▸ Compito scritto 1:
Puoi riprodurre fedelmente il passo dell'articolo sulla siccità che si apre con le parole contenenti "Ma allora che" e si chiude con "acqua in eccesso."?
▸ Compito scritto 2:
Come si rende in inglese questa frase dell'articolo sulla siccità: "Dagli studi fatti negli ultimi anni, è emerso che circa il 45% dell’acqua immessa nelle reti idriche viene sprecata a causa delle numerose perdite presenti."?

▸ Testo della pagina:
------------------------------------------------------------

Siccità: che fare?

di Michele Liguori


Se dovessimo individuare, tra i più grandi problemi che oggi interessano e che, in modo ancora più drammatico, interesseranno in futuro l’intera Umanità, risponderemmo, senza ombra di dubbio, la crisi idrica. Negli ultimi anni, per cause diverse, tra cui la principale è rappresentata dal cambiamento climatico, le risorse idriche si sono ridotte in modo veramente preoccupante. Fiumi in secca, laghi ridotti a stagni, cittadini che, non avendo più acqua in casa, sono costretti ad approvvigionarsi presso le poche fontane pubbliche da cui ancora sgorga acqua, oppure dalle auto cisterne messe a disposizione dalle Amministrazioni, sono immagini che ormai quotidianamente e diffusamente ci vengono mostrate in tutta la loro drammaticità dai mass media. Senza dimenticare poi che, oltre ad una diminuzione della risorsa idrica, stiamo assistendo anche ad un peggioramento qualitativo della stessa: sulla base della mia esperienza diretta, ho potuto verificare che in questi ultimi anni la salinità delle acque dei pozzi, che si trovano lungo la costa e che, in molti casi, rappresentano la principale fonte di approvvigionamento di acqua potabile, è significativamente aumentata.

Ora, visto che la gravità del problema è condivisa da tutti: cittadini, politici ed amministratori, negazionisti climatici e non, non è più rinviabile la messa in campo di una strategia progettuale finalizzata, non dico a risolvere in modo radicale il problema, ma quanto meno ad attutirlo, se non vogliamo che, come è già successo, in altre parti del mondo, la carenza idrica, oltre a costituire un grosso problema sociale ed economico, possa essere foriera, anche nel nostro Paese, di attriti tra comunità che si contendono la poca acqua a disposizione.

Ma allora che fare?

La complessità del problema è tale che nessuno può credere di avere la soluzione a portata di mano; certo però, qualche iniziativa, già sperimentata in diversi contesti, si può incominciare a metterla in atto. Vediamo di elencarne qualcuna:

  1. Revisione e razionalizzazione delle reti idriche comunali

Dagli studi fatti negli ultimi anni, è emerso che circa il 45% dell’acqua immessa nelle reti idriche viene sprecata a causa delle numerose perdite presenti. Inoltre in alcuni paesi le reti acquedottistiche non sono correttamente dimensionate e non adeguatamente collegate fra loro, per cui può succedere che non vi sia una equa e razionale distribuzione dell’acqua. Questo comporta che, mentre una parte del paese rimane a secco, l’altra ha acqua in eccesso.

------------------------------------------------------------

▸ Dati registrati:
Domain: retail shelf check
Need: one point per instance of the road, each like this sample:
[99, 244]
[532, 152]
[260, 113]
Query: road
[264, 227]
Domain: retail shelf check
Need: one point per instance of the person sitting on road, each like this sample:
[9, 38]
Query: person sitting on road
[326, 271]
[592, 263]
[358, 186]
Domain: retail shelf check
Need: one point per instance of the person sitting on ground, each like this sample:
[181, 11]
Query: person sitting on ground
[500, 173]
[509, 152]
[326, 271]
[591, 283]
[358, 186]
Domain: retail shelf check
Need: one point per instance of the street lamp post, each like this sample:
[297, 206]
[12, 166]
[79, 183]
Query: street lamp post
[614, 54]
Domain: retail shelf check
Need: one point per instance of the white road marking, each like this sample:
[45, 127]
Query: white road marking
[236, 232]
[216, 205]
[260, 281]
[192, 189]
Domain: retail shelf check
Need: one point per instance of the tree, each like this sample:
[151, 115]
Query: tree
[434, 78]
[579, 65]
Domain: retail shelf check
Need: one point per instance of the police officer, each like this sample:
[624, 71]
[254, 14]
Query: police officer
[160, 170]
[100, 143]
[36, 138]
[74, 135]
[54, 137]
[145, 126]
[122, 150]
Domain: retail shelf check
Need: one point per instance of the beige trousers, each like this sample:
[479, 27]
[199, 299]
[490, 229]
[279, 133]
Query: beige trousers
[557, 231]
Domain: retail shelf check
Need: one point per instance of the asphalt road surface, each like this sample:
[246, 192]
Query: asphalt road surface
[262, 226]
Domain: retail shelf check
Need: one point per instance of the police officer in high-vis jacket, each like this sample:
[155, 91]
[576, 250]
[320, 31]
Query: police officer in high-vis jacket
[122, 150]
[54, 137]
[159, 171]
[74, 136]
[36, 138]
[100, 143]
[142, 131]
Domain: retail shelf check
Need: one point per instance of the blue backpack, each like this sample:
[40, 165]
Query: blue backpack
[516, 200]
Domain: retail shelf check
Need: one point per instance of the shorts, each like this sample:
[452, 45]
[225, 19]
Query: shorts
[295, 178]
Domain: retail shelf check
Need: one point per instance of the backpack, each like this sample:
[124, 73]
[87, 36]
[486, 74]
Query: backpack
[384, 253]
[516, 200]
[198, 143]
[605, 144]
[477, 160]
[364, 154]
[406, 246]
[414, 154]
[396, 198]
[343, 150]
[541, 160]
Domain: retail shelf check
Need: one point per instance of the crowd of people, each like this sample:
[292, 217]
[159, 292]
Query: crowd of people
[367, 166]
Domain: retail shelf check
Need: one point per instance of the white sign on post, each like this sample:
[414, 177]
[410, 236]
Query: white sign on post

------------------------------------------------------------

▸ Risultato dell'esercizio 1:
Ma allora che fare?

La complessità del problema è tale che nessuno può credere di avere la soluzione a portata di mano; certo però, qualche iniziativa, già sperimentata in diversi contesti, si può incominciare a metterla in atto. Vediamo di elencarne qualcuna:

  1. Revisione e razionalizzazione delle reti idriche comunali

Dagli studi fatti negli ultimi anni, è emerso che circa il 45% dell’acqua immessa nelle reti idriche viene sprecata a causa delle numerose perdite presenti. Inoltre in alcuni paesi le reti acquedottistiche non sono correttamente dimensionate e non adeguatamente collegate fra loro, per cui può succedere che non vi sia una equa e razionale distribuzione dell’acqua. Questo comporta che, mentre una parte del paese rimane a secco, l’altra ha acqua in eccesso.

▸ Risultato dell'esercizio 2:
Studies carried out in recent years have shown that about 45% of the water fed into the water networks is wasted because of the many leaks present.